→ What the task asks
With the images left out, print all of the records below exactly.

→ Records shown
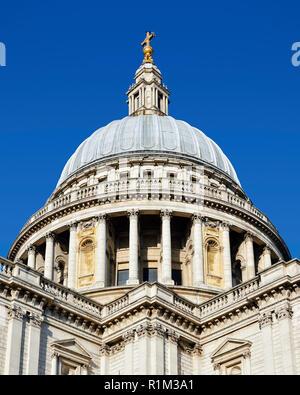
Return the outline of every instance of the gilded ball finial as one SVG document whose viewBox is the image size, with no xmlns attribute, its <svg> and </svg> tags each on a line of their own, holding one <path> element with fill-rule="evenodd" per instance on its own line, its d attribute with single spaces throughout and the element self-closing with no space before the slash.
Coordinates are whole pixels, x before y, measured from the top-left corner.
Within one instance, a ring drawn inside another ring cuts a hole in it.
<svg viewBox="0 0 300 395">
<path fill-rule="evenodd" d="M 146 32 L 146 38 L 145 40 L 141 43 L 141 45 L 144 47 L 143 48 L 143 54 L 144 54 L 144 63 L 153 63 L 152 55 L 153 55 L 153 48 L 150 45 L 150 41 L 152 38 L 155 37 L 155 33 L 153 32 Z"/>
</svg>

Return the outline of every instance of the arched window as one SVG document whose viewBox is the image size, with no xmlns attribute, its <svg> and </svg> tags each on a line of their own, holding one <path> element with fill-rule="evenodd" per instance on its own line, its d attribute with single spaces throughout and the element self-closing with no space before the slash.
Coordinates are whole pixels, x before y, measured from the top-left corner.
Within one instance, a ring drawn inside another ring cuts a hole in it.
<svg viewBox="0 0 300 395">
<path fill-rule="evenodd" d="M 65 262 L 62 260 L 58 260 L 55 265 L 56 269 L 56 281 L 59 284 L 64 284 L 65 279 Z"/>
<path fill-rule="evenodd" d="M 207 273 L 220 274 L 219 244 L 215 240 L 208 240 L 206 247 Z"/>
<path fill-rule="evenodd" d="M 79 247 L 79 287 L 91 285 L 95 271 L 95 243 L 92 239 L 85 239 Z"/>
</svg>

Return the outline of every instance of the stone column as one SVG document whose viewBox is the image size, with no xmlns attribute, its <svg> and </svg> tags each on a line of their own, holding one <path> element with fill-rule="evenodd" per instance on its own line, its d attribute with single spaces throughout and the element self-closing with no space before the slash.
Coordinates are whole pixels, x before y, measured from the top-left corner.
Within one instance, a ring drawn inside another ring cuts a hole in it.
<svg viewBox="0 0 300 395">
<path fill-rule="evenodd" d="M 138 210 L 127 212 L 129 216 L 129 279 L 128 285 L 139 284 L 139 236 Z"/>
<path fill-rule="evenodd" d="M 30 245 L 28 247 L 28 266 L 31 269 L 35 269 L 35 255 L 36 255 L 36 247 L 34 245 Z"/>
<path fill-rule="evenodd" d="M 246 247 L 246 266 L 247 266 L 247 280 L 255 277 L 255 261 L 253 249 L 253 235 L 249 232 L 245 234 Z"/>
<path fill-rule="evenodd" d="M 172 280 L 171 216 L 172 211 L 161 210 L 162 218 L 162 283 L 174 285 Z"/>
<path fill-rule="evenodd" d="M 164 369 L 164 335 L 160 324 L 151 324 L 149 327 L 150 334 L 150 374 L 165 374 Z"/>
<path fill-rule="evenodd" d="M 272 266 L 271 250 L 268 246 L 263 249 L 264 269 Z"/>
<path fill-rule="evenodd" d="M 289 305 L 283 305 L 276 311 L 278 319 L 281 352 L 282 352 L 282 367 L 283 374 L 294 375 L 295 371 L 295 355 L 293 342 L 293 327 L 292 317 L 293 311 Z"/>
<path fill-rule="evenodd" d="M 25 312 L 19 306 L 8 310 L 7 349 L 5 375 L 20 374 L 22 327 Z"/>
<path fill-rule="evenodd" d="M 133 330 L 129 330 L 122 337 L 125 344 L 124 359 L 125 370 L 124 374 L 134 374 L 134 336 Z"/>
<path fill-rule="evenodd" d="M 39 374 L 40 337 L 42 317 L 36 313 L 29 316 L 29 338 L 27 351 L 27 374 Z"/>
<path fill-rule="evenodd" d="M 55 234 L 52 232 L 47 233 L 44 276 L 49 280 L 53 280 L 54 243 L 55 243 Z"/>
<path fill-rule="evenodd" d="M 230 251 L 230 227 L 228 223 L 222 223 L 223 259 L 224 259 L 224 288 L 232 288 L 232 267 Z"/>
<path fill-rule="evenodd" d="M 98 217 L 97 229 L 97 258 L 96 258 L 96 284 L 98 287 L 106 286 L 107 258 L 106 258 L 106 214 Z"/>
<path fill-rule="evenodd" d="M 57 351 L 53 351 L 52 354 L 52 361 L 51 361 L 51 375 L 52 376 L 56 376 L 58 374 L 58 352 Z"/>
<path fill-rule="evenodd" d="M 262 333 L 263 352 L 264 352 L 264 374 L 275 374 L 274 352 L 273 352 L 273 331 L 272 331 L 272 312 L 266 312 L 259 317 L 259 328 Z"/>
<path fill-rule="evenodd" d="M 102 376 L 109 374 L 109 354 L 110 347 L 107 344 L 100 346 L 100 374 Z"/>
<path fill-rule="evenodd" d="M 76 257 L 77 257 L 77 222 L 69 225 L 69 262 L 68 262 L 68 287 L 76 288 Z"/>
<path fill-rule="evenodd" d="M 201 287 L 204 284 L 202 217 L 193 215 L 194 222 L 194 255 L 193 255 L 193 286 Z"/>
<path fill-rule="evenodd" d="M 149 334 L 149 324 L 141 324 L 137 329 L 138 336 L 138 353 L 139 359 L 139 374 L 150 374 L 151 359 L 149 358 L 151 343 Z"/>
<path fill-rule="evenodd" d="M 175 331 L 168 333 L 168 365 L 171 375 L 178 375 L 178 340 L 179 335 Z"/>
<path fill-rule="evenodd" d="M 202 346 L 199 343 L 196 343 L 192 351 L 193 374 L 195 375 L 201 374 L 201 354 L 202 354 Z"/>
</svg>

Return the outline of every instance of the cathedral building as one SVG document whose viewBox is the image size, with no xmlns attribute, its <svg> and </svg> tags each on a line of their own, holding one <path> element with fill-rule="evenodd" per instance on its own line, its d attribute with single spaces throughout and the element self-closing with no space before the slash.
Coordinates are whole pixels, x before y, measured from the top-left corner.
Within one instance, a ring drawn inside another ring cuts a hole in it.
<svg viewBox="0 0 300 395">
<path fill-rule="evenodd" d="M 0 259 L 0 374 L 300 373 L 300 261 L 220 147 L 169 115 L 150 45 Z"/>
</svg>

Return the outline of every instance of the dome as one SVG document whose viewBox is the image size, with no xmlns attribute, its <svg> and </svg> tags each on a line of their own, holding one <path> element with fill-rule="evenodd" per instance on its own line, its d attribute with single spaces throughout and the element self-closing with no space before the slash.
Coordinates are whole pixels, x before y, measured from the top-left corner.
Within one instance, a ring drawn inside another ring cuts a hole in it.
<svg viewBox="0 0 300 395">
<path fill-rule="evenodd" d="M 152 114 L 127 116 L 96 130 L 68 160 L 57 186 L 94 163 L 133 154 L 171 154 L 208 164 L 240 185 L 229 159 L 203 132 L 171 116 Z"/>
</svg>

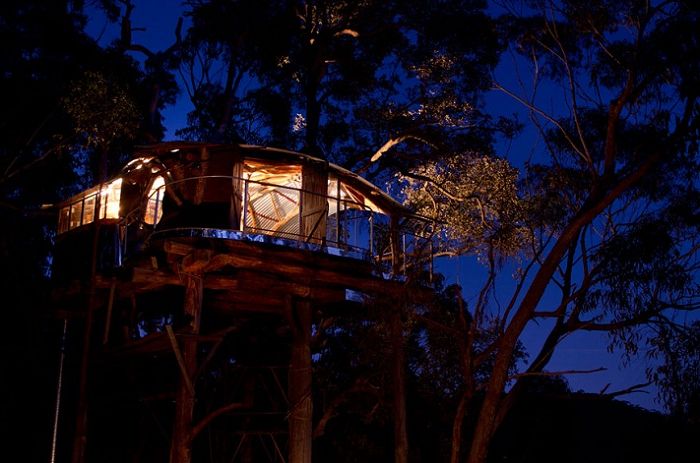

→ Solution for this task
Return the outline of every instance of the gilded ball finial as one SVG document whose viewBox is the image size, with no xmlns attribute, its <svg> and </svg> tags each on a line of their own, holding one <path> element with fill-rule="evenodd" per instance on its own line, its d attribute with single spaces throughout and the element self-closing with no space before the slash.
Coordinates are whole pixels, x before y, measured from the top-left corner.
Within one instance, a ring drawn inside another ring cuts a hole in it.
<svg viewBox="0 0 300 395">
<path fill-rule="evenodd" d="M 146 32 L 146 38 L 145 40 L 141 43 L 141 45 L 144 47 L 143 48 L 143 54 L 144 54 L 144 63 L 153 63 L 152 55 L 153 55 L 153 48 L 150 45 L 150 41 L 152 38 L 155 37 L 155 33 L 153 32 Z"/>
</svg>

Return the outline of every instance of the arched window as one SVG document whose viewBox is the image size, with no xmlns attribute, its <svg> and </svg> tags each on a line of their own, holding one <path> element with fill-rule="evenodd" per instance on its own line, its d attribute with single spaces throughout and the element self-closing with no space before the slash.
Coordinates are whole pixels, x before y, measured from the top-left corner.
Within one instance, a ring drawn inside another ring cuts a hole in it.
<svg viewBox="0 0 300 395">
<path fill-rule="evenodd" d="M 65 262 L 62 260 L 58 260 L 55 265 L 56 269 L 56 281 L 59 284 L 64 284 L 65 279 Z"/>
<path fill-rule="evenodd" d="M 207 273 L 220 274 L 219 244 L 215 240 L 208 240 L 206 247 Z"/>
<path fill-rule="evenodd" d="M 79 247 L 79 287 L 91 285 L 95 271 L 95 243 L 92 239 L 85 239 Z"/>
</svg>

Return the outline of every instance of the stone column as one SVG document whose viewBox is the image size, with no xmlns attribute, its <svg> and </svg> tags each on a line of their own, holding one <path> element with fill-rule="evenodd" per instance on its own line, its d attribute with single spaces throughout and the element self-closing with no space before the slash.
Coordinates are whole pixels, x before y, measured from the top-left corner.
Within one instance, a ring drawn inside another ring cuts a hole in it.
<svg viewBox="0 0 300 395">
<path fill-rule="evenodd" d="M 138 210 L 127 212 L 129 216 L 129 279 L 128 285 L 139 284 L 139 236 Z"/>
<path fill-rule="evenodd" d="M 30 245 L 28 247 L 28 266 L 31 269 L 35 269 L 35 255 L 36 255 L 36 247 L 34 245 Z"/>
<path fill-rule="evenodd" d="M 246 247 L 246 266 L 247 266 L 247 280 L 255 277 L 255 261 L 253 249 L 253 235 L 249 232 L 245 234 Z"/>
<path fill-rule="evenodd" d="M 172 280 L 171 216 L 172 211 L 161 210 L 162 218 L 162 283 L 174 285 Z"/>
<path fill-rule="evenodd" d="M 164 369 L 164 335 L 160 324 L 151 324 L 149 327 L 150 334 L 150 374 L 165 374 Z"/>
<path fill-rule="evenodd" d="M 272 266 L 271 250 L 268 246 L 263 249 L 264 269 Z"/>
<path fill-rule="evenodd" d="M 289 305 L 283 305 L 276 311 L 278 319 L 281 352 L 282 352 L 282 367 L 283 374 L 294 375 L 295 371 L 295 355 L 293 342 L 293 327 L 292 317 L 293 311 Z"/>
<path fill-rule="evenodd" d="M 25 312 L 19 306 L 8 310 L 7 349 L 5 375 L 20 374 L 22 327 Z"/>
<path fill-rule="evenodd" d="M 133 330 L 129 330 L 122 337 L 125 344 L 124 359 L 125 370 L 124 374 L 134 374 L 134 336 Z"/>
<path fill-rule="evenodd" d="M 39 374 L 40 337 L 42 317 L 36 313 L 29 316 L 29 338 L 27 351 L 27 374 Z"/>
<path fill-rule="evenodd" d="M 55 234 L 52 232 L 47 233 L 44 276 L 49 280 L 53 280 L 54 243 L 55 243 Z"/>
<path fill-rule="evenodd" d="M 230 251 L 230 227 L 228 223 L 222 223 L 223 259 L 224 259 L 224 288 L 232 288 L 232 267 Z"/>
<path fill-rule="evenodd" d="M 98 217 L 97 229 L 97 258 L 96 258 L 96 284 L 98 287 L 106 286 L 107 258 L 106 258 L 106 214 Z"/>
<path fill-rule="evenodd" d="M 57 351 L 53 351 L 52 354 L 52 361 L 51 361 L 51 375 L 52 376 L 56 376 L 58 374 L 58 352 Z"/>
<path fill-rule="evenodd" d="M 262 333 L 263 352 L 264 352 L 264 374 L 275 374 L 274 352 L 273 352 L 273 331 L 272 331 L 272 312 L 266 312 L 259 317 L 259 328 Z"/>
<path fill-rule="evenodd" d="M 102 376 L 109 374 L 109 354 L 110 347 L 107 344 L 100 346 L 100 374 Z"/>
<path fill-rule="evenodd" d="M 76 257 L 77 257 L 77 222 L 69 225 L 69 262 L 68 262 L 68 287 L 76 288 Z"/>
<path fill-rule="evenodd" d="M 201 287 L 204 284 L 202 217 L 193 215 L 194 222 L 194 255 L 193 255 L 193 286 Z"/>
<path fill-rule="evenodd" d="M 149 334 L 149 324 L 141 324 L 137 329 L 138 336 L 138 353 L 139 359 L 139 374 L 150 374 L 151 359 L 149 358 L 151 343 Z"/>
<path fill-rule="evenodd" d="M 175 331 L 168 333 L 168 365 L 171 375 L 178 375 L 178 340 L 179 335 Z"/>
<path fill-rule="evenodd" d="M 202 346 L 199 343 L 196 343 L 192 351 L 193 374 L 195 375 L 201 374 L 201 354 L 202 354 Z"/>
</svg>

Return the outline of every instance of the cathedral building as one SVG document whose viewBox is the image size, with no xmlns attribute, its <svg> and </svg> tags each on a line of their own, holding one <path> element with fill-rule="evenodd" per instance on its own line, its d attribute with single spaces throughout and the element self-closing with no space before the slash.
Coordinates are whole pixels, x before y, measured from the top-left corner.
Within one instance, a ring drawn inside another ring cuts a hole in it.
<svg viewBox="0 0 300 395">
<path fill-rule="evenodd" d="M 0 259 L 0 374 L 300 373 L 300 261 L 220 147 L 169 115 L 150 45 Z"/>
</svg>

Return the outline of every instance of the dome as one SVG document whose viewBox is the image size, with no xmlns attribute, its <svg> and </svg> tags each on a line of their own, holding one <path> element with fill-rule="evenodd" per instance on its own line, its d attribute with single spaces throughout and the element self-closing with no space before the slash.
Coordinates are whole pixels, x before y, measured from the top-left corner.
Within one instance, a ring drawn inside another ring cuts a hole in it.
<svg viewBox="0 0 300 395">
<path fill-rule="evenodd" d="M 152 114 L 127 116 L 96 130 L 68 160 L 57 186 L 94 163 L 133 154 L 171 154 L 208 164 L 240 185 L 229 159 L 203 132 L 171 116 Z"/>
</svg>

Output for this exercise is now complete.